### WRITTEN PROBLEM:
Extract each line below that contains the string "pole". The match is case-sensitive.

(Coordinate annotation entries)
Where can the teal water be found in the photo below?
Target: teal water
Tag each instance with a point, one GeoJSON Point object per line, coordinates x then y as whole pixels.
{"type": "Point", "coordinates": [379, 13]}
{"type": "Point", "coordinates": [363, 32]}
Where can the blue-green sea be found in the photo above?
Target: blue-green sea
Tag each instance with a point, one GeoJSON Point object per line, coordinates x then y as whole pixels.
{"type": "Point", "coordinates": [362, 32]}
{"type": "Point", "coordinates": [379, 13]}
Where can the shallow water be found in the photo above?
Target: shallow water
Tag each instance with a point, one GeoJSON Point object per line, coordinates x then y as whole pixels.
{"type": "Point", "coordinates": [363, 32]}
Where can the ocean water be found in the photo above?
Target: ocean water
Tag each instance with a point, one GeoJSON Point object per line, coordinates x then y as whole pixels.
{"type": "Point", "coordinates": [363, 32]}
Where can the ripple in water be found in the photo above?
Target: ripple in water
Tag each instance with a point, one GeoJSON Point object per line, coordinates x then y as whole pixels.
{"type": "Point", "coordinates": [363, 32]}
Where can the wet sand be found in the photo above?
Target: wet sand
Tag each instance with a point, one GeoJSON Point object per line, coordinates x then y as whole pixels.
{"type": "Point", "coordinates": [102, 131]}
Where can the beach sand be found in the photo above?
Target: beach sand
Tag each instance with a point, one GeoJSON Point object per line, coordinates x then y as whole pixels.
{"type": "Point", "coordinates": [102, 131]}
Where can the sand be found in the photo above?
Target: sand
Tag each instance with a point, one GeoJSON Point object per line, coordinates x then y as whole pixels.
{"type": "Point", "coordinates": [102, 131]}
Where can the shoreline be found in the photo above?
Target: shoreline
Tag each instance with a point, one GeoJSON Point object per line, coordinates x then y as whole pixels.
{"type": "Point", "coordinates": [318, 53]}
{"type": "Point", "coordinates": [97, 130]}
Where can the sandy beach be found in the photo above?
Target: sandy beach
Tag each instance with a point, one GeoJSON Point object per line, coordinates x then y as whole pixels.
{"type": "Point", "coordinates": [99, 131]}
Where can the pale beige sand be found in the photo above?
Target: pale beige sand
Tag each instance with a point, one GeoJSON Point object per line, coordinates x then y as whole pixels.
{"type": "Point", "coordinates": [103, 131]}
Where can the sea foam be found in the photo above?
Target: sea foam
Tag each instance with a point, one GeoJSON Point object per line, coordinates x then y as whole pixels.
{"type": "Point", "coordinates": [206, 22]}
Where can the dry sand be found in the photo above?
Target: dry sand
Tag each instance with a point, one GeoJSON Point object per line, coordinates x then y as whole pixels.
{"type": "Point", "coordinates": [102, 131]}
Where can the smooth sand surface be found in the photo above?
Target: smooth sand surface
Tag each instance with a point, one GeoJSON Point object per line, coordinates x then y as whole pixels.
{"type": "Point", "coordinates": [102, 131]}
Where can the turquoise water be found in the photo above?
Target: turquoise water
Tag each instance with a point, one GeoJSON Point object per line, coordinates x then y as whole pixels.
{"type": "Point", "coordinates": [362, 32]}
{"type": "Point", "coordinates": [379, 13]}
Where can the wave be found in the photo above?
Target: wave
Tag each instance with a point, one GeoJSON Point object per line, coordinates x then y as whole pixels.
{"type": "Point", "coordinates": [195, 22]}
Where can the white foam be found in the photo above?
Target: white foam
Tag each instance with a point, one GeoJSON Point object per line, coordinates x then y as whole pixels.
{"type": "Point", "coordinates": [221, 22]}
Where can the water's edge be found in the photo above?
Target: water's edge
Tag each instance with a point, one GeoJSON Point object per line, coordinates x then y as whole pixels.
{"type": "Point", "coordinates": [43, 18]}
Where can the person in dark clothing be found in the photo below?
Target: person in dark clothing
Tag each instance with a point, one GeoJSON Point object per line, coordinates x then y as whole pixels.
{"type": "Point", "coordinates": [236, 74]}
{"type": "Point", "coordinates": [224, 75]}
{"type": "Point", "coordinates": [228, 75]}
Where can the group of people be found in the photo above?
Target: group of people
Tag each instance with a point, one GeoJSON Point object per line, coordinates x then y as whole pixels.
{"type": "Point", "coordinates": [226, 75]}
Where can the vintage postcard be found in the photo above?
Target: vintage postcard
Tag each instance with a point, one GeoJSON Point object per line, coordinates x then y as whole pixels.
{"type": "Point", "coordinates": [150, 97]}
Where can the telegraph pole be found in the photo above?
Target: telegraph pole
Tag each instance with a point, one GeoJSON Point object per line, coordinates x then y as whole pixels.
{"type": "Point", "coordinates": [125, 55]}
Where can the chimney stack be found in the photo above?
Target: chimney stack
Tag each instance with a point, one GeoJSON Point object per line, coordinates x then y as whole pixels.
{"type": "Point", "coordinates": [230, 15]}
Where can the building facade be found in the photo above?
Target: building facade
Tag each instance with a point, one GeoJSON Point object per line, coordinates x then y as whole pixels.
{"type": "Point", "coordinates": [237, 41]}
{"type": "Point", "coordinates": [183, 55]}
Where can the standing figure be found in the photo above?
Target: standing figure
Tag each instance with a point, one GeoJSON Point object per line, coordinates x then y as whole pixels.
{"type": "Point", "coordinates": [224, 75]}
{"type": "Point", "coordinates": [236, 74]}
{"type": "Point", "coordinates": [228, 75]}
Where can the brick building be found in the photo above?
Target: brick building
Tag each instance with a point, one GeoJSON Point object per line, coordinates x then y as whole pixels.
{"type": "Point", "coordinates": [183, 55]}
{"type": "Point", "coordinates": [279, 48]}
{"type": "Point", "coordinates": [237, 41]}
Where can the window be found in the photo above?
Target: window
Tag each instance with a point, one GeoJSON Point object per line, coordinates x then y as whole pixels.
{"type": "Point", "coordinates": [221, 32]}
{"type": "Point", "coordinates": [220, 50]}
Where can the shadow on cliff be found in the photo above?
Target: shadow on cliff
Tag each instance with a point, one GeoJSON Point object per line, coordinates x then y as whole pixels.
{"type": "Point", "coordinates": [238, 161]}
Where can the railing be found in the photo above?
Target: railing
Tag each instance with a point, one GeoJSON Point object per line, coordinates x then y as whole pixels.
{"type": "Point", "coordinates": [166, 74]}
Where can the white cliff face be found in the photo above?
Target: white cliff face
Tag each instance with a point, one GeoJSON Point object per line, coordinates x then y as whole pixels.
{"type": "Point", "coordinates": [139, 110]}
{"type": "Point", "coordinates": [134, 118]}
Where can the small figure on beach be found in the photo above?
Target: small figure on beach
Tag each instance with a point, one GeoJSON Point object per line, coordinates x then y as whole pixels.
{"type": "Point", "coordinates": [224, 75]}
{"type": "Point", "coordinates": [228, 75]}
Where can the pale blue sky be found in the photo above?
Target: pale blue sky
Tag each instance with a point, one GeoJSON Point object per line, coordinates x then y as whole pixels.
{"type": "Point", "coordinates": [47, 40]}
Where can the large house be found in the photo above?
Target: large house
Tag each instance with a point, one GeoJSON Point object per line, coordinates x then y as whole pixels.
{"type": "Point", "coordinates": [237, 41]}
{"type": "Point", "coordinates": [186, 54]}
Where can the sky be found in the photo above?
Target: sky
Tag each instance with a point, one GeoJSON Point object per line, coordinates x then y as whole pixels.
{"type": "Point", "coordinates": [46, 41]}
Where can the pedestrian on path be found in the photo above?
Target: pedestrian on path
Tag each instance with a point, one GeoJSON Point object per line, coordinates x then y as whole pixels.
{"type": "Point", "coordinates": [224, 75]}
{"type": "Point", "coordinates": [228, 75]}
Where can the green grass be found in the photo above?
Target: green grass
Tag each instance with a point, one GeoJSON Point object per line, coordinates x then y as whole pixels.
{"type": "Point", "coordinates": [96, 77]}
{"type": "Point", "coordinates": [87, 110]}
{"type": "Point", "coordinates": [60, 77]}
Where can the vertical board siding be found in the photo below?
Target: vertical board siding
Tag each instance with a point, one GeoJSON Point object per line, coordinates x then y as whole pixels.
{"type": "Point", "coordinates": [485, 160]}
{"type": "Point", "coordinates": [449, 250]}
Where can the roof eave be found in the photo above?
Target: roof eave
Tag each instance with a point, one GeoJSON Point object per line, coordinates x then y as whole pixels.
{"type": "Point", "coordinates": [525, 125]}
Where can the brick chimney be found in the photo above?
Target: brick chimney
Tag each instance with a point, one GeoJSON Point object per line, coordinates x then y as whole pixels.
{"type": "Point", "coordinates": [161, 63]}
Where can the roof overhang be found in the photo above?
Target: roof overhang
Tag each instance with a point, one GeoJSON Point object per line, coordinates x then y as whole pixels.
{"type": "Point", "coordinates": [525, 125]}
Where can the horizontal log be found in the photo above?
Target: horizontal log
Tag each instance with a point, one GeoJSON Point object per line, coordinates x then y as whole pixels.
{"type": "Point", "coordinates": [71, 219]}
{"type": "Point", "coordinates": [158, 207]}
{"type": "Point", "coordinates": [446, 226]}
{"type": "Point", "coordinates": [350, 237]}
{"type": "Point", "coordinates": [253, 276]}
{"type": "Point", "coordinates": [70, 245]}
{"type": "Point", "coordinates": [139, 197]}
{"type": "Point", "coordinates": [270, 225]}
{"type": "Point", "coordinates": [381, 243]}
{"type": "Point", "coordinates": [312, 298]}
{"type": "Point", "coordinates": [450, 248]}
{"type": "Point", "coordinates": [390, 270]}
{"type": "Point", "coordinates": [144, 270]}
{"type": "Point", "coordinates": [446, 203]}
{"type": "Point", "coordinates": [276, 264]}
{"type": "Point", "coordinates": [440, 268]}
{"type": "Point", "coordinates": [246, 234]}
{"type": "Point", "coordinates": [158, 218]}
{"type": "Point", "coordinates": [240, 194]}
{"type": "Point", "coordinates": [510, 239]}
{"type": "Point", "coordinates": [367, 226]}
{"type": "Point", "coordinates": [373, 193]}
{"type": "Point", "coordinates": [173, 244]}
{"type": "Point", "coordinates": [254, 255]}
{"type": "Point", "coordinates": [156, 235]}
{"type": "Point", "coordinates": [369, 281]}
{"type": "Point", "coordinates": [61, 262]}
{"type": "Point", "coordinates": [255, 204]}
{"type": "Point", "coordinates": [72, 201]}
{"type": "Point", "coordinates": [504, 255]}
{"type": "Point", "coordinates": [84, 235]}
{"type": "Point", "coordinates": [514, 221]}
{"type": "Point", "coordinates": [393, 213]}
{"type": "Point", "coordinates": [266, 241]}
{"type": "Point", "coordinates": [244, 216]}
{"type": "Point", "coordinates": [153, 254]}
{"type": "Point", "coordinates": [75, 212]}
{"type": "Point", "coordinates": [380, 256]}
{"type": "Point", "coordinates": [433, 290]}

### RESULT OF THIS TASK:
Where can the telegraph pole be found in the photo above?
Target: telegraph pole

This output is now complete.